*** Block opens ***

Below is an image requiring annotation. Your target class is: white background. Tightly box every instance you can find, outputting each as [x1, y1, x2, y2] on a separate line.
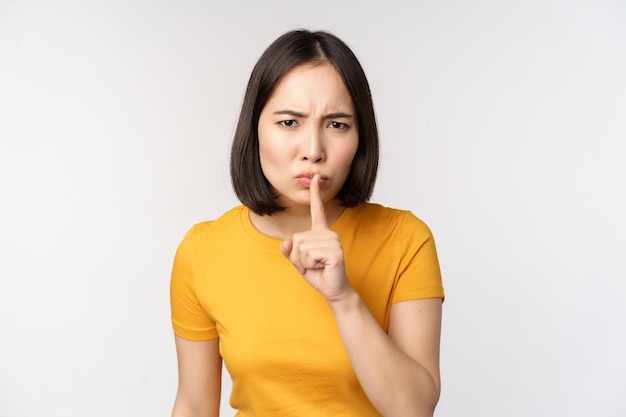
[1, 1, 625, 416]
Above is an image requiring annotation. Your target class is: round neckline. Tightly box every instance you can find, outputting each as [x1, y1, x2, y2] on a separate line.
[239, 205, 353, 248]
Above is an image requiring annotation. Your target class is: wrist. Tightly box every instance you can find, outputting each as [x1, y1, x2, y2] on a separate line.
[328, 286, 362, 316]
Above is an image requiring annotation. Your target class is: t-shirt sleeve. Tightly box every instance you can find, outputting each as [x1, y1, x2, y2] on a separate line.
[391, 211, 445, 304]
[170, 225, 218, 340]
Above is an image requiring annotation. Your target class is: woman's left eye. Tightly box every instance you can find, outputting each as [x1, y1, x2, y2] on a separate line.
[328, 121, 348, 129]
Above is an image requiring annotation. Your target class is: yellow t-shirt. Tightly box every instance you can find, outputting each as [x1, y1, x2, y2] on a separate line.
[171, 203, 444, 416]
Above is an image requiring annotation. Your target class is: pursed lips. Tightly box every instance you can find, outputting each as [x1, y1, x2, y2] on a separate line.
[295, 173, 329, 187]
[296, 172, 328, 180]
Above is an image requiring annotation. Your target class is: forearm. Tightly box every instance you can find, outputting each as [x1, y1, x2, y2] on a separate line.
[330, 290, 440, 417]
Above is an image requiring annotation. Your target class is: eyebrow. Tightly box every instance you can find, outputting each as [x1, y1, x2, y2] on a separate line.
[273, 110, 354, 119]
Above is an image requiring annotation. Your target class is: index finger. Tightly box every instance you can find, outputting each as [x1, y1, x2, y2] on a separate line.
[310, 174, 328, 230]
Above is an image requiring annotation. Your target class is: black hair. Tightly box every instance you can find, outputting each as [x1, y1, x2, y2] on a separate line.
[230, 29, 379, 215]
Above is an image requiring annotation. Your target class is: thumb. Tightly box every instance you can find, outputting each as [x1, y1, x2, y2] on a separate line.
[280, 239, 293, 257]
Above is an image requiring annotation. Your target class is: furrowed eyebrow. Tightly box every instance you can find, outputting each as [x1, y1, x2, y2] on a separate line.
[273, 110, 306, 117]
[272, 110, 354, 119]
[324, 112, 353, 119]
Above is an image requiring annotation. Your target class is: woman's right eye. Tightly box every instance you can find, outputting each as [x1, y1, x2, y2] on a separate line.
[279, 120, 298, 127]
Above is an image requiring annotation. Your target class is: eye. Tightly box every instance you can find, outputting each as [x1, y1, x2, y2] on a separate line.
[328, 121, 349, 129]
[279, 120, 298, 127]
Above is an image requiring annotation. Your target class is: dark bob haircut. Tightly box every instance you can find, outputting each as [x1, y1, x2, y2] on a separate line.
[230, 29, 379, 215]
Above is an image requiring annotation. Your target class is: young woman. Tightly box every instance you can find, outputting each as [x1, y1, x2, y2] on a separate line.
[170, 29, 444, 417]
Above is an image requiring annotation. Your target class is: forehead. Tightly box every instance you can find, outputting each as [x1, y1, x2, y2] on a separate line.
[263, 63, 354, 112]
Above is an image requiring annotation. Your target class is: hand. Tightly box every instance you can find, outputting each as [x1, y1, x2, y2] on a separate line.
[280, 174, 352, 302]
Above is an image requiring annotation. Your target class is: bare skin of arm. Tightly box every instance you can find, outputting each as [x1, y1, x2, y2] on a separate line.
[171, 336, 222, 417]
[331, 295, 442, 417]
[281, 174, 442, 417]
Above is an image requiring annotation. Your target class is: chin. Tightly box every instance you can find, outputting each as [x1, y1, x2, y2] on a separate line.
[275, 193, 312, 207]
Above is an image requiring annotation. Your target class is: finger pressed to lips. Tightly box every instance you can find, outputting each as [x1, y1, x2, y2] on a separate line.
[310, 174, 328, 231]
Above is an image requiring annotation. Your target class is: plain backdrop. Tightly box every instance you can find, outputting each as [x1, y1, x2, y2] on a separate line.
[1, 1, 625, 416]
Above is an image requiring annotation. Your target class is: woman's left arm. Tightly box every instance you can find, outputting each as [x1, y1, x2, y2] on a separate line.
[281, 176, 443, 416]
[330, 294, 442, 417]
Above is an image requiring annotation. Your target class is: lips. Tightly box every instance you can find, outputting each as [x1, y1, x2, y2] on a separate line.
[295, 173, 328, 188]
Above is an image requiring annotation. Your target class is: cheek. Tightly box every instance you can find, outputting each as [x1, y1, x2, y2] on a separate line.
[257, 119, 277, 160]
[258, 138, 294, 180]
[341, 136, 359, 169]
[258, 139, 285, 167]
[257, 126, 274, 162]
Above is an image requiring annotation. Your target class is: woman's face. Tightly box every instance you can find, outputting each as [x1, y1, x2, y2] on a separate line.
[257, 63, 358, 210]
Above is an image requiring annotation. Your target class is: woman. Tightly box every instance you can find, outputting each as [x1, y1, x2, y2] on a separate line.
[170, 29, 444, 417]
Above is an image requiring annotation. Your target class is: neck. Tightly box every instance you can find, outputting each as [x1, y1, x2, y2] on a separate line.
[249, 198, 345, 240]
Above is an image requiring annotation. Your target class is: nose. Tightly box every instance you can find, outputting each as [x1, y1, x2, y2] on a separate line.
[301, 126, 325, 163]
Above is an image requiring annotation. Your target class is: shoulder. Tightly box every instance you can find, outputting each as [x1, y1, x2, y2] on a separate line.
[346, 203, 434, 238]
[185, 206, 245, 235]
[178, 206, 247, 249]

*** Block closes ***

■ **EXERCISE INSTRUCTIONS**: Please ensure that the data above is repeated exactly, with no pictures in the copy.

■ **ANSWER FOR THIS EXERCISE**:
Below is an image requiring annotation. Your target class is: white background. Tightly box every instance you can find, outputting each as [x1, y1, x2, y2] on a separate line.
[1, 1, 625, 416]
Above is an image requiring annotation. Your target class is: round neckline. Tightly box every instance you can find, outputting each as [x1, y1, x2, y2] on a separate line.
[239, 205, 353, 248]
Above is an image requiring annotation. Your target class is: wrist. Tightly box every instance you can find, outputting each as [x1, y1, x2, y2] on a separate line.
[328, 286, 362, 316]
Above is an image requiring annotation. Your target class is: t-shirt sleeve. Tightly box every instance you can find, outputting each as [x1, y1, x2, y2] on a separate line.
[391, 211, 445, 304]
[170, 225, 218, 340]
Above is an image requiring annotation. Your target class is: woman's left eye. Tightly box every instance you can find, outputting each as [x1, y1, x2, y2] on a separate line.
[328, 121, 348, 129]
Above is an image requiring annotation. Your target class is: yellow t-shirt. Tightly box every instance you can find, outputting each as [x1, y1, x2, y2] on a separate line.
[171, 203, 444, 416]
Above is an image requiring annotation. Your target class is: pursed lips. Tightly box every instance you can find, outputting each as [x1, y1, x2, y2] on a separate line.
[295, 173, 329, 187]
[296, 172, 328, 180]
Above is an image requiring annotation. Your target class is: forearm. Tightly box every instance you can find, outputting each as [x1, y1, x2, y2] on a separate line.
[330, 290, 440, 417]
Above is an image requiring annotation. Your target class is: eyebrow. Tightly box every instance you can find, outputting each as [x1, y1, x2, y2] on a separate line.
[273, 110, 354, 119]
Above is an image requiring annotation. Your target class is: index finger. Tightly box every instance you can find, outputting each as [x1, y1, x2, y2] on a separate line.
[310, 174, 328, 230]
Above is an image requiring annotation. Your target class is: black hair. Tightly box every instance you can find, outputting each as [x1, y1, x2, y2] on a separate line.
[230, 29, 379, 215]
Above is an image requiring annotation. Your target class is: thumb. Tightly box every instance you can find, outputting each as [x1, y1, x2, y2] on a separate line.
[280, 239, 293, 257]
Above is an image requiring annotation. Your target class is: furrowed eyebrow. Tightly box every instance you can find, outputting each as [x1, y1, x2, y2] on a separate line.
[273, 110, 306, 117]
[272, 110, 354, 119]
[324, 112, 353, 119]
Above is an image requiring annotation. Your target class is: woman's right eye. Tightly box every instance you can find, outputting each as [x1, y1, x2, y2] on a separate line.
[279, 120, 298, 127]
Above is an image requiring annotation. Your target class is: eye. Tightly box every instance you can find, outputting each as [x1, y1, x2, y2] on a separate line.
[328, 121, 349, 129]
[279, 120, 298, 127]
Above is an image requiring annotation. Your target class is: dark bob haircut. Tightly box every instance you can find, outputting each as [x1, y1, x2, y2] on a separate line.
[230, 29, 379, 215]
Above is an image requiring annotation. Your target class is: young woman. Tightly box every instance you can find, outputting each as [x1, y1, x2, y2] on a separate line.
[170, 29, 444, 417]
Above is an image requiring annotation. Your target class is: forehead. Tightly box every instance you can find, outputting each as [x1, y1, x2, y2] on a separate line.
[263, 63, 354, 112]
Above is an image requiring annotation. Your target class is: hand. Tightly box every instance you can find, outputting each as [x1, y1, x2, y2] on a separate line.
[280, 174, 352, 302]
Above is an image requiring annotation. Your target class is: bare skin of arm. Tightly box every instance you can find, outputting each as [x1, y1, x2, y2] on a separate line.
[171, 336, 222, 417]
[331, 295, 442, 417]
[281, 174, 442, 417]
Above is an image requiring annotation. Your target class is: chin. Tightly box every instance you can find, outputting each as [x1, y1, x2, y2] on a separate line.
[275, 193, 312, 207]
Above is an image requiring annotation. Your target class is: finger pressed to lips. Tightly box every instance you can find, outputting each as [x1, y1, x2, y2] on a separate line.
[310, 174, 328, 231]
Above is an image requiring annotation. Your target class is: plain backdrop. Tightly box every instance you can find, outputting each as [x1, y1, x2, y2] on a separate line.
[1, 1, 625, 416]
Above is an image requiring annotation. Your target class is: woman's left arm. Tightly box every instance you can find, outputting each as [x1, y1, x2, y2] on a separate line.
[281, 176, 443, 416]
[330, 294, 442, 417]
Above is an image requiring annotation. Your target class is: lips. Tightly box every instance you can find, outputting each as [x1, y1, x2, y2] on a separate line.
[295, 173, 328, 188]
Above is an image requiring annotation. Your target class is: cheek. Tightly box every instance you can find, outputting each as [x1, y1, x2, y2] on a separate line.
[257, 119, 277, 160]
[258, 138, 294, 180]
[341, 136, 359, 169]
[258, 139, 285, 167]
[257, 126, 274, 162]
Above is an image requiring annotation. Your target class is: woman's face. Tightly box every instance you can find, outputting each as [x1, y1, x2, y2] on a separate line.
[257, 63, 358, 210]
Above is an image requiring annotation. Your target class is: woman. Tightly box every instance you can find, outputting each as [x1, y1, x2, y2] on a separate line.
[170, 29, 444, 417]
Above is an image requiring annotation. Your target class is: neck. Tightly box every instance you can find, outputting each as [x1, y1, x2, y2] on a separate line.
[249, 198, 345, 240]
Above is an image requiring annotation. Your target class is: nose. Tightly box every instance you can find, outputting each as [x1, y1, x2, y2] on a separate line.
[301, 126, 325, 163]
Above is an image requiring annotation. Your target class is: shoulder. Tightly box every instance you can find, outputting each as [x1, y1, x2, y2] on a separate line.
[346, 203, 434, 238]
[185, 206, 245, 235]
[178, 206, 247, 249]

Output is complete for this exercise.